[Given text Boundary: Start]

Put simply, this is the reason why the developing bloc should look forward to learning from some of their own positions, which are sufficiently helpful to understand and resolve this dilemma. Take Cipla v Bayer in the Delhi High Court, for instance. In 2008, India granted Bayer a patent for ‘Sorafenib tosylate’, marketed and manufactured as Nexavar by Bayer. Cipla wanted a licence for a generic version of the patented drug which Bayer challenged in the court, interpreting the terminology of ‘spurious drugs’ differently.

Bayer also wanted the court to legislate patent-linkage regime, but the court, without mincing words, noted in the historic judgement that it would undermine “Bolar/Early Working” and violate Article 27 of TRIPS, which, if not taken into consideration, also would give rise to—among many other problems—the patent rights policing that is enforceable only by publicly funded statutory authorities. The court further dismissed Bayer’s application with costs, observing that these tactics could derail independent applications of other players (here, Cipla).

Novartis AG v Union of India in the Supreme Court of India presents an interesting example of interpretation of TRIPS by a developing nation. With reference to India’s commitment to the TRIPS, Novartis challenged the constitutionality of the Section 3(d) of Indian Patents Act (IPA), 1970.

The contention here was: Whether any change in bioavailability does necessarily improve the therapeutic efficacy. In this case, there was no concrete research data available, so the court held that, in the absence of new evidence to justify superior reactivity, there was no question of extraordinary rights for the manufacturer. Though it had been argued that Section 3(d) is far too vague, the Novartis case offered a clear-cut answer. Besides, Article 21 of the TRIPS also conditionally allows members to “determine conditions on the licensing.” Further, it's important to note that Section 53 of the IPA inherently opposes the evergreening of the patent in India.

As IPA, under Section 92, describes special provisions, including circumstances of national emergency, or extreme urgency, or in case of public non-commercial use including public health crises, for compulsory licences on notifications by the GOI. Also, that Doha Declaration on TRIPS and Public Health, many commentators emphasise, seems to have the potential to challenge the monopoly of the pharmaceutical corporations.

Solution to this problem is not that simple.

Some are of the opinion that Article 31 of the TRIPS permits the use without authorisation of the right holder which may also be waived in the case of a national emergency, and for public non-commercial use.

But this should be read with Article 30 that clearly mentions that exceptions should not harm "legitimate interests" of the patent owner. For instance, the case of compulsory licensing for the use of Canadian HIV-drug TriAvir in Rwanda clearly tells us the messy nature of this pathway. Manufacturer Apotex concluded that the mechanism should be changed for an efficient implementation. This, along with a limited market for specific drugs, alienated generic manufacturers, the fact notwithstanding high diplomatic costs to convince countries to notify drugs under WTO rules.

Yet there is a catch-22 situation here: the political side of this problem cannot be neglected, for this could provoke retaliatory actions, for instance, in the form of withdrawal of products from the market.

[Given text Boundary: End]

- _Activity list_
**a.** Answer these from the passage on drug patents:
(i) In what year did India grant Bayer a patent for Sorafenib tosylate?
(ii) Which section of the Indian Patents Act did Novartis challenge?
(iii) In which country was the HIV drug TriAvir used under compulsory licensing?
**b.** Echo the part of the passage on drug patents that opens with the words containing "Some are of" and closes with "public non-commercial use.".
None of the entries are needed for this work.

[Extracted data Boundary: Start]

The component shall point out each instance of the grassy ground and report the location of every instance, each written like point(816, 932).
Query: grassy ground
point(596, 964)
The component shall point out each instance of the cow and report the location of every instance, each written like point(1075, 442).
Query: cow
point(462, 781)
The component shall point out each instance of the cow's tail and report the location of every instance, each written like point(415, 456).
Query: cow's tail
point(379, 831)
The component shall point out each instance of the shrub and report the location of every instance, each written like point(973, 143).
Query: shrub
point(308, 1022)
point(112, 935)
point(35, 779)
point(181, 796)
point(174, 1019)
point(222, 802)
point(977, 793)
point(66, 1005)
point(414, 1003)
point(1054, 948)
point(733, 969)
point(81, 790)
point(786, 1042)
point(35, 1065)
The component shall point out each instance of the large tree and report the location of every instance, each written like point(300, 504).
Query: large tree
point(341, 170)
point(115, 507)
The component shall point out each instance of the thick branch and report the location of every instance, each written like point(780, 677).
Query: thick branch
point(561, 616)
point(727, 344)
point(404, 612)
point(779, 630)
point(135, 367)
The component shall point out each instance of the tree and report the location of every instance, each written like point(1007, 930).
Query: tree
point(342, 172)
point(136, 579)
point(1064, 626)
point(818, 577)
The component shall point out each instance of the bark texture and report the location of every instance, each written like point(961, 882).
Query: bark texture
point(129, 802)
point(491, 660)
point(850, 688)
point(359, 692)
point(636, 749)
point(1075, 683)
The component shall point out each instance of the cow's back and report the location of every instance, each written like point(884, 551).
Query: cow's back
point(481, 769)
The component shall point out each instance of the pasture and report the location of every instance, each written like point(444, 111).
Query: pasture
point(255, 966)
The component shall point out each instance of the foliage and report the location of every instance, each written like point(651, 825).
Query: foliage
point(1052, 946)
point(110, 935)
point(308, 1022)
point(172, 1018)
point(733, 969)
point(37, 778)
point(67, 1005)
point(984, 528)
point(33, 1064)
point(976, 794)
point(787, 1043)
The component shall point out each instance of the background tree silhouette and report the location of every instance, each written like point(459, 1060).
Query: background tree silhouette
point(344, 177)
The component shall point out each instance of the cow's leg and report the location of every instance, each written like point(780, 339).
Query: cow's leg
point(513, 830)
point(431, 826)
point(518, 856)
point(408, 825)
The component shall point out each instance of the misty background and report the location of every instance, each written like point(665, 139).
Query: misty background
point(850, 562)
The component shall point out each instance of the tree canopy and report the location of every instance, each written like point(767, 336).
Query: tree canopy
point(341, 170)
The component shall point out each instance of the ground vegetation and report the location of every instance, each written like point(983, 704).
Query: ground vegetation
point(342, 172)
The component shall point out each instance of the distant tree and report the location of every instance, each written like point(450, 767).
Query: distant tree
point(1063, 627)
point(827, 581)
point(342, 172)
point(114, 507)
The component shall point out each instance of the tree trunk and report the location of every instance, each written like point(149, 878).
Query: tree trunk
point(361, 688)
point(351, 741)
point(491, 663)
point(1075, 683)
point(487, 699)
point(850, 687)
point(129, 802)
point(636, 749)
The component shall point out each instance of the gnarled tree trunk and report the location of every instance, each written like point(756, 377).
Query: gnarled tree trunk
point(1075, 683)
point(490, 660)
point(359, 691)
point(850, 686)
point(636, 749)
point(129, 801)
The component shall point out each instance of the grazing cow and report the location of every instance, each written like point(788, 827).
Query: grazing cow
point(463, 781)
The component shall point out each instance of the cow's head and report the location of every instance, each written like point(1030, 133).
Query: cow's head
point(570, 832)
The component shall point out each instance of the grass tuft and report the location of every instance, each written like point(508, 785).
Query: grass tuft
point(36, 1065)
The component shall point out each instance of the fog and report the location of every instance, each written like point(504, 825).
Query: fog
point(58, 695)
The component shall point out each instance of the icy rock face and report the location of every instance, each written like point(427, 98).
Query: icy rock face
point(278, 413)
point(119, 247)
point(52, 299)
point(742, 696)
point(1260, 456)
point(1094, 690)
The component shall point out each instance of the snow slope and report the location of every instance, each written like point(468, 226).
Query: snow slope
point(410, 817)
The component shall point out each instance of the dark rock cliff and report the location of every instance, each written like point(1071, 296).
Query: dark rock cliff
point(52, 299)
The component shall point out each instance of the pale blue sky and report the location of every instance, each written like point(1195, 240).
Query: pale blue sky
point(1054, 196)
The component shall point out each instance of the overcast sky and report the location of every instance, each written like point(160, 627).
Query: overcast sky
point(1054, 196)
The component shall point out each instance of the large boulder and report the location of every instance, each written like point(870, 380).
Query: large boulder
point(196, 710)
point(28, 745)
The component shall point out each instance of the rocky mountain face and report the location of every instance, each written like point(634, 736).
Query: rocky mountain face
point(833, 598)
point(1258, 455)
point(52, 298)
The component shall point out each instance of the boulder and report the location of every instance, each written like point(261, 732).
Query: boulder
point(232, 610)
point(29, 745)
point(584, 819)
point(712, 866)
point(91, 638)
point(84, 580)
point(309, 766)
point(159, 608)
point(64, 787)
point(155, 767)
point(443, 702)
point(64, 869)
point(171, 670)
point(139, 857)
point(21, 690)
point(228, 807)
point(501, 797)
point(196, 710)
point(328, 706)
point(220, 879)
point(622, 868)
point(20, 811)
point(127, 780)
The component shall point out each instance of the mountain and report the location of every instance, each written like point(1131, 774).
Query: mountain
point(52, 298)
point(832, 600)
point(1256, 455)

[Extracted data Boundary: End]

- _Problem solutions_
**a.**
(i) 2008
(ii) Section 3(d)
(iii) Rwanda

**b.**
Some are of the opinion that Article 31 of the TRIPS permits the use without authorisation of the right holder which may also be waived in the case of a national emergency, and for public non-commercial use.